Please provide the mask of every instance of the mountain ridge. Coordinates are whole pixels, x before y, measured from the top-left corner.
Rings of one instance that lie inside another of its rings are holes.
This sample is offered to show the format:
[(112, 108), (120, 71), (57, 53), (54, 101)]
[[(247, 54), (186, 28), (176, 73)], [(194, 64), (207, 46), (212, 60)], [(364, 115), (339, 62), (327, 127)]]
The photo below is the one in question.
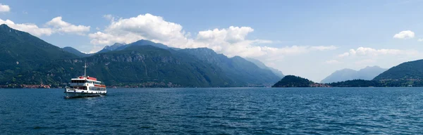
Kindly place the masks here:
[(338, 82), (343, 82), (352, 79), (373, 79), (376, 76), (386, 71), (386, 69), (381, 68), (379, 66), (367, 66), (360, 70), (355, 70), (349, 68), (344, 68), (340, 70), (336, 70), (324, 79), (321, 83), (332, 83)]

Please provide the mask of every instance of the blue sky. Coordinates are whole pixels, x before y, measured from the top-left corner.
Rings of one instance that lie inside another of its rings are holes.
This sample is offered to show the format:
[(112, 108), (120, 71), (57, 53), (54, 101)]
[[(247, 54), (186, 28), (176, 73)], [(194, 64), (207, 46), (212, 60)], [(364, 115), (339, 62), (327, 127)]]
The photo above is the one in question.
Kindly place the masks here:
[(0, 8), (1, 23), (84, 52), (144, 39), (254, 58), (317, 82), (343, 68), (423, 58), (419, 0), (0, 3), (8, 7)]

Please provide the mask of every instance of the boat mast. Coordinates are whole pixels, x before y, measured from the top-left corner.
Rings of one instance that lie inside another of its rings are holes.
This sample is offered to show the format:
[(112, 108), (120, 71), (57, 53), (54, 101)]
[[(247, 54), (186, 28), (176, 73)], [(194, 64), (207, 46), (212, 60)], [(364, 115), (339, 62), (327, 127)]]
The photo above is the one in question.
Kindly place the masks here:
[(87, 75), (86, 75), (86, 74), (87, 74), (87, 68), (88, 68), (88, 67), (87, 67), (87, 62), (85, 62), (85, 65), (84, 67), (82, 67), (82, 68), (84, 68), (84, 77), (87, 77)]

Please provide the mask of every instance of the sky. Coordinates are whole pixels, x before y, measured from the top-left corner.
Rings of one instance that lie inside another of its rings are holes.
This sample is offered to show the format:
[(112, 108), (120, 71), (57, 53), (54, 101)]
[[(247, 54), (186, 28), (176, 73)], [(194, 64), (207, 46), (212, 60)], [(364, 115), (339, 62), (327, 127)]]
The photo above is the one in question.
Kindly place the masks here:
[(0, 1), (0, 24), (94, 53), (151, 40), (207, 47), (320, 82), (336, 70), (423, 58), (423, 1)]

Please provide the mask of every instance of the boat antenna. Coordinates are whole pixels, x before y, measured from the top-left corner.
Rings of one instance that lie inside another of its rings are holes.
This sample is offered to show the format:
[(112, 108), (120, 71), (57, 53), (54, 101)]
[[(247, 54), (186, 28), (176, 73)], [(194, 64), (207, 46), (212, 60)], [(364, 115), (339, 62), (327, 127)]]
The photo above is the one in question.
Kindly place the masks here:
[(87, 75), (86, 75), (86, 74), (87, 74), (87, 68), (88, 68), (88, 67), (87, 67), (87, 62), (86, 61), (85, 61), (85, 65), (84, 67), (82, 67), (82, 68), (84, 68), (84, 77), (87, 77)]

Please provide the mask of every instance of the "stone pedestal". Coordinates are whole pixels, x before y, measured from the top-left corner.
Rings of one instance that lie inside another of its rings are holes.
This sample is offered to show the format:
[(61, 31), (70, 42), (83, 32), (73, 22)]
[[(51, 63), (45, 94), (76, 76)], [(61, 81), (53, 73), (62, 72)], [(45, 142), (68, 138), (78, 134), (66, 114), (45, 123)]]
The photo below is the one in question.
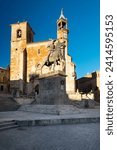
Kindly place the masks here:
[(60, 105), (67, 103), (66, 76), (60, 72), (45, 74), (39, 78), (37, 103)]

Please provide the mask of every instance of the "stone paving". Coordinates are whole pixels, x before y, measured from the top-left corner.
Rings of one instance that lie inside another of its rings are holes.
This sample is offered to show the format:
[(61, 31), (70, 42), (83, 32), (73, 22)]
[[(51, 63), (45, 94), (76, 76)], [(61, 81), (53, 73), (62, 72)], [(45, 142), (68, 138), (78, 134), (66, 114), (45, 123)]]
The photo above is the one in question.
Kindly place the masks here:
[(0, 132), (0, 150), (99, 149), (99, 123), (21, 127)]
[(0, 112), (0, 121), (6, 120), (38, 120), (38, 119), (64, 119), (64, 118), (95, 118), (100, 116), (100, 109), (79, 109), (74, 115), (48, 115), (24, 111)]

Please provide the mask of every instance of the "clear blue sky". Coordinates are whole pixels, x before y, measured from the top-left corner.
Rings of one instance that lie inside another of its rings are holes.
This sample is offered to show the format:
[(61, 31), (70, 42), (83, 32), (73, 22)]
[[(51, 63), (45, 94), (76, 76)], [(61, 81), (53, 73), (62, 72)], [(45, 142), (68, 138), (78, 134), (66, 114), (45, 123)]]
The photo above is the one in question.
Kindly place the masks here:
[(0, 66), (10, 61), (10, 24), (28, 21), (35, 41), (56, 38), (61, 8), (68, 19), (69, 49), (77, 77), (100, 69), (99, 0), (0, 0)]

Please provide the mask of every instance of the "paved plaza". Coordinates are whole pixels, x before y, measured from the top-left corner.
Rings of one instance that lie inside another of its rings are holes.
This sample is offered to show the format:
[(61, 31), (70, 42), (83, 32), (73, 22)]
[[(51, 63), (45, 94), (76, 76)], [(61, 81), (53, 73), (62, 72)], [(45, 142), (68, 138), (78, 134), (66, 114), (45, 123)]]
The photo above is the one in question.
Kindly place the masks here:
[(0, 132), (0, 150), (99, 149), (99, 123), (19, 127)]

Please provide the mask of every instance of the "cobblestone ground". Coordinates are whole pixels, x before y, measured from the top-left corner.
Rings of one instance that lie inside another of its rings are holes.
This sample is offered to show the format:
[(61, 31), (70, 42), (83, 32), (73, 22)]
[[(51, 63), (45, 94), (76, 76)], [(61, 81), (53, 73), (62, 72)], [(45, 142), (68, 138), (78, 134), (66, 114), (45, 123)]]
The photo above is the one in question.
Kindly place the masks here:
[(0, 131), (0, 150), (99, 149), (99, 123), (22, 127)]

[Given instruction] Reproduce the rows above verbatim, beginning at the line containing "Please provide the mask of every instance of the blue" and continuing through the line containing "0), (0, 3), (8, 7)]", with both of those lines included.

[Solution below]
Please provide the mask of every instance of the blue sky. Coordinates are whole pixels, x before y, measured from the top-left corner.
Rings of one instance that lie inside another of its rings are holes.
This sample is offered to show the format:
[(112, 108), (120, 71), (57, 53), (54, 101)]
[[(247, 54), (186, 28), (176, 73)], [(194, 64), (207, 46), (212, 60)], [(364, 115), (339, 62), (327, 127)]]
The photo above is the one in question.
Kindly place the masks here:
[(0, 8), (1, 23), (84, 52), (144, 39), (254, 58), (317, 82), (343, 68), (423, 58), (419, 0), (0, 3), (8, 7)]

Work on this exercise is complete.